## PROBLEM STATEMENT:
Copy every line below exactly.

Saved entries
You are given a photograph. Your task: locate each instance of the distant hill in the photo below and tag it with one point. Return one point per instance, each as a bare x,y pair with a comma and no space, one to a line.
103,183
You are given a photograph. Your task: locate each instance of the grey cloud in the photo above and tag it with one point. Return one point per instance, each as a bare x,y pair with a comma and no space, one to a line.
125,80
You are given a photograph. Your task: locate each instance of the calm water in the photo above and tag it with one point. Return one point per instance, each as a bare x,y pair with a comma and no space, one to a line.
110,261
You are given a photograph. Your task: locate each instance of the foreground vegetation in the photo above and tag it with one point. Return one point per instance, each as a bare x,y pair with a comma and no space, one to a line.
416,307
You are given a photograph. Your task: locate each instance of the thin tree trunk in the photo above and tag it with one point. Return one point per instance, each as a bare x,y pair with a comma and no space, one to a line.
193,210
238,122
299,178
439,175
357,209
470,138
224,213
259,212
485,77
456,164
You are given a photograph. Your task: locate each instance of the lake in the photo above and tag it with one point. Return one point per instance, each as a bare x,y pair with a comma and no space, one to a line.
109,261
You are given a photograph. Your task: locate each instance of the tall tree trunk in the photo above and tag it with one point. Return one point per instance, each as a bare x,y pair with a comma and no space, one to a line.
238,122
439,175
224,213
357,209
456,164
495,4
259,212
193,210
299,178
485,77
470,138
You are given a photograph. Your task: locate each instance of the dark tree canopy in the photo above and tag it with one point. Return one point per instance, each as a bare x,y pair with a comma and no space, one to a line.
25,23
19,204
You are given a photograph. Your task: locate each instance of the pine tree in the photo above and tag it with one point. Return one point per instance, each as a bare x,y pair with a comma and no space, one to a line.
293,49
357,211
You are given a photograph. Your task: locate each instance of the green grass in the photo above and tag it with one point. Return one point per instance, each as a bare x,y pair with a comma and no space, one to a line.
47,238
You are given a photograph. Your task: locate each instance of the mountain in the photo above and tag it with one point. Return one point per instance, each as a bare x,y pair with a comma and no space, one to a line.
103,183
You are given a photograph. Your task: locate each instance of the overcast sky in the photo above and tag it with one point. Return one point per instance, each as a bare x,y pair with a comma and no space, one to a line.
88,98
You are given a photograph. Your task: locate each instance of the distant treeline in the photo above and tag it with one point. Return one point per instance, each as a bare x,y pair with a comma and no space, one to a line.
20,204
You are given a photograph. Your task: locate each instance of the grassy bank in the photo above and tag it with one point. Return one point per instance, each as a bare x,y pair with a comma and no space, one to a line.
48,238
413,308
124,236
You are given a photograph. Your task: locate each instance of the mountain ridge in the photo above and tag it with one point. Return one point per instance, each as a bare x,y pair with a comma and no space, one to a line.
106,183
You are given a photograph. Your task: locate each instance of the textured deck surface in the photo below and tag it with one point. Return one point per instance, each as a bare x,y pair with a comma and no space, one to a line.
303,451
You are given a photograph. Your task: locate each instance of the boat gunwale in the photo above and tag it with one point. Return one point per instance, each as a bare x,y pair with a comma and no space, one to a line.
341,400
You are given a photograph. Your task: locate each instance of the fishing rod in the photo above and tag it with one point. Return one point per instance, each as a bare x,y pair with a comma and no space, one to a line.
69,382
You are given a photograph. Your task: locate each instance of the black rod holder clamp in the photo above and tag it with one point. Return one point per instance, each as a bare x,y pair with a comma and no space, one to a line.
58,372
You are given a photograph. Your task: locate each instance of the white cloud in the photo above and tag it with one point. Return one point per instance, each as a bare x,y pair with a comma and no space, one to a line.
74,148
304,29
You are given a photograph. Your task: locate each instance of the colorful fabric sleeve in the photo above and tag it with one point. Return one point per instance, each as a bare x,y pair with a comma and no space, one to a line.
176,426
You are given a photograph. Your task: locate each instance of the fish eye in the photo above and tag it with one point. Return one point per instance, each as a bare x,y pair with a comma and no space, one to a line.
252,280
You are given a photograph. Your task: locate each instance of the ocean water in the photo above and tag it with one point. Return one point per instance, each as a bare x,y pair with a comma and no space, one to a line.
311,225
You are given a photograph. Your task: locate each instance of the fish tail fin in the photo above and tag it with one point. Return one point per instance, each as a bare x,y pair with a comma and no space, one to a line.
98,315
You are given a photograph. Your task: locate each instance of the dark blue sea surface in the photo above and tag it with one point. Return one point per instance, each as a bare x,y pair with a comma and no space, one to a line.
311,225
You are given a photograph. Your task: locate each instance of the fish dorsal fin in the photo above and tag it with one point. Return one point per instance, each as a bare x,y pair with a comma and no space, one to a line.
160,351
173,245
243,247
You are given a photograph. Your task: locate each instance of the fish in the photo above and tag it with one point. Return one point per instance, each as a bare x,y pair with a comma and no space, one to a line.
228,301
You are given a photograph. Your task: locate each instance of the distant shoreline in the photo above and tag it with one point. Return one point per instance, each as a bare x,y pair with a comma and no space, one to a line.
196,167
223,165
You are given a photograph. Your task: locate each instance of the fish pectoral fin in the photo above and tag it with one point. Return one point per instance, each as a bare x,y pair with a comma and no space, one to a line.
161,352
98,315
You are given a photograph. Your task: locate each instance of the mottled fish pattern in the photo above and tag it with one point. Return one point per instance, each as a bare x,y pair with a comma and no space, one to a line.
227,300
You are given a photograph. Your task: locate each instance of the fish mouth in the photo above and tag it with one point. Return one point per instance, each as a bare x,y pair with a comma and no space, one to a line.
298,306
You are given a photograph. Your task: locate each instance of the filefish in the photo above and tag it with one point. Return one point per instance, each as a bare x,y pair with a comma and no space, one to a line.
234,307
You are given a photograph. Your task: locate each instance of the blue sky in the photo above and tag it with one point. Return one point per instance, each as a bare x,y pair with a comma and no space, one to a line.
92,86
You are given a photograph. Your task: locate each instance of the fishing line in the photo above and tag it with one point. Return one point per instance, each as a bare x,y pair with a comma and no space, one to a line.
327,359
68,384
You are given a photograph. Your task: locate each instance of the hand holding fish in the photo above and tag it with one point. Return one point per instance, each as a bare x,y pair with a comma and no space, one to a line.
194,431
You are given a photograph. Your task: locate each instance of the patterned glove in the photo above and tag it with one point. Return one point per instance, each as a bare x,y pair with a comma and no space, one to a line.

## ANSWER TO THE EXERCISE:
You are given a photograph. Your task: locate each instance of the distant hill in the photo below and tag it with one point. Return one point per instance, each as a bare x,y pair with a comma and no space, one to a line.
103,183
You are given a photograph. Your task: locate each instance of the grey cloud in the photo above and tag it with one point. Return one point per instance, each as a bare x,y pair with a comma and no space, one to a line.
125,80
You are given a photograph. Your task: locate each instance of the calm water in the photo above and tag it with one point. Return one point per instance, each as a bare x,y pair with a comma and no space, one to a line.
110,261
You are given a photograph. Your task: locate each instance of the foreground vegetation in the photo above and tag it with one point. Return one point per instance, each as a bare x,y pair with a comma and no space, one to a line.
416,307
You are given a photograph. Your task: locate each instance of the thin tree trunk in the photo above and tag it with one point. Return one point per instance, each as a bare x,y pair with a comma and no space, one to a line.
193,210
238,122
299,178
439,175
357,209
470,138
224,213
259,212
485,77
456,164
You are given a photograph. Your task: locate each instance of the lake in the photo above and tag it with one point. Return one point per instance, each as a bare x,y pair with a comma and no space, one to a line.
109,261
You are given a photograph. Your task: locate each instance of the tall tree trunk in the photo above and tag it with one point. Return one point per instance, each as a bare x,y pair with a comma and no space, one to a line.
238,122
439,175
224,213
357,209
456,164
495,4
259,212
193,210
299,178
485,77
470,138
You are given a photograph. Your task: locate each instance of the dark tree canopy in the photo above and tag it with one point. Return one point per instance, each as a bare x,y pair with a comma and no space, one to a line.
25,23
19,204
You are given a photograph. Your task: locate each instance of the pine tree in the photo above and tag it with one point. Return one point per instance, each as a bare x,y pair with a comma and no space, one to a line.
293,49
357,211
You are given a photograph. Your task: locate each instance of the green grass in the photo above and tag it with one point. Return one point per instance, each as a bare x,y pair with a comma and no space, one to a line.
47,238
You are given a photograph. Your task: locate each instance of the mountain in the photo above and tag it with one point. Return one point per instance, each as a bare x,y pair with a comma and no space, one to a line.
103,183
You are given a photograph. Your task: locate each instance of the overcast sky in the photo above and tag it with one point. Return one point per instance, each as a bare x,y pair with a comma and no space, one to a line.
88,98
You are given a photograph. Your task: locate each instance of the distant treeline in the photo above and tag it with one point. Return one point per instance, each as a bare x,y pair with a comma and no space, one to a line.
20,204
You are given a photograph. Your task: locate each instance of the grassy bank in the photo above and tag it with one point. Return one point per instance, each as a bare x,y pair with a comma and no space, one to a line.
48,238
413,308
124,236
You are given a photograph. Your task: locate each instance of the mountain ridge in the photo above and tag it with one point. Return one point per instance, each as a bare x,y pair with a comma and no space, one to a line.
106,183
You are given a photograph. Your task: locate each instance of the textured deck surface in the photo below and tag it with one point. Return one point per instance, each as a bare x,y pair with a comma and no space, one to a line.
303,451
You are given a photograph. Your task: locate each instance of the boat gunwale in the photo above and tag it with one point. Return one point per instance, each as a bare x,y pair with a comma and no space, one to a line.
341,400
You are given a photograph. Your task: locate each instance of the fishing rod in the photo above and tag it with one point. Return one point per instance, each as a bare x,y pair with a comma and no space, one to a line.
69,382
You are given a photograph. Your task: locate each instance of the black rod holder clamp in the photo above and tag it with one point. Return one point per instance, each as a bare x,y pair with a comma and no space, one to a line.
58,372
You are given a photograph. Your task: locate each instance of the white cloud in the photo above and tag it with one point. Return one point per instance, each as a bare x,y pair with a comma and no space, one to a line.
74,148
304,29
You are given a photograph. Your task: locate each instance of the colorful fabric sleeve in the photo above and tag it with one point. Return one point per instance, each as a bare x,y pair with a comma and no space, one to a line.
176,426
You are given a photograph. Your task: locate each instance of the fish eye in the photo above and tag it with one point. Return one point per instance, each as a bare x,y pair with a comma and no space, one to a line.
252,280
You are given a photograph. Your task: locate each instance of the ocean water in the photo above and tag it with one point. Return one point per instance, each as a bare x,y pair with a comma and no space, one to a line.
311,225
You are given a photograph. Your task: locate each instance of the fish tail fin in the photo above and tag it with one point. Return one point per instance, each as a bare x,y pair with a comma and no space, one to a line.
98,315
You are given a photograph. Your task: locate each instance of the dark blue sea surface in the photo above and tag it with one point. Return one point per instance, each as a bare x,y pair with a comma and no space, one to a line.
311,225
You are given a photograph. Your task: locate each instance of the fish dorsal fin in the photo above and tag it with one point. Return one point per instance, each as a bare x,y pair with a comma and no space, one to a line.
160,351
173,245
243,247
You are given a photograph. Your task: locate each instance of the fish in the photo above and tag it with one point. Return one point per instance, each as a bare x,y pair with a comma and no space, one to a line.
228,301
You are given a photograph. Your task: locate each instance of the distant shoreline in the photo above and tag it with one point. Return one point per instance, each as a bare x,y pair with a comma and no space, one to a line.
196,167
223,165
You are given a photograph. Your task: locate each instance of the fish pectoral fin in the photo above and tag it with one point. Return one point per instance, each as a bare x,y pair with a comma and no space, one to a line.
161,352
98,315
You are given a photograph. Your task: locate each instance of the mottled fish pattern in the photo above and tag it with one point. Return one point per instance, each as a bare x,y pair with a comma and no space, one to a line.
227,300
You are given a photograph. Your task: locate each instance of the fish mouth in the photo above and tag it with one point. Return one point per instance, each as a bare x,y pair with a comma and no space, one to a line.
298,306
You are given a photograph. Your task: locate each instance of the filefish in the photo above and tag it with one point. Return one point per instance, each as a bare x,y pair with a comma and no space, one to a line.
234,307
You are given a photograph. Your task: locate each instance of the blue sky in the photo above and tag it with one point. Return one point per instance, each as a bare x,y pair with a comma and no space, one to a line.
92,86
You are given a photograph. Your task: locate each instance of the fishing line in the photo above and tag it with one point. Return one point per instance, each as a bare x,y pair with a comma and no space, one to a line.
327,359
68,384
You are given a photograph. Your task: locate each instance of the hand holding fish in the photo above and tag it with one point. Return one point per instance, each as a bare x,y pair with a comma and no space, one to a line.
194,431
You are given a photograph. Your task: locate each instance of the patterned glove in the photo above and tag it with one point. Return one point per instance, each as a bare x,y pair with a comma and no space, one to a line.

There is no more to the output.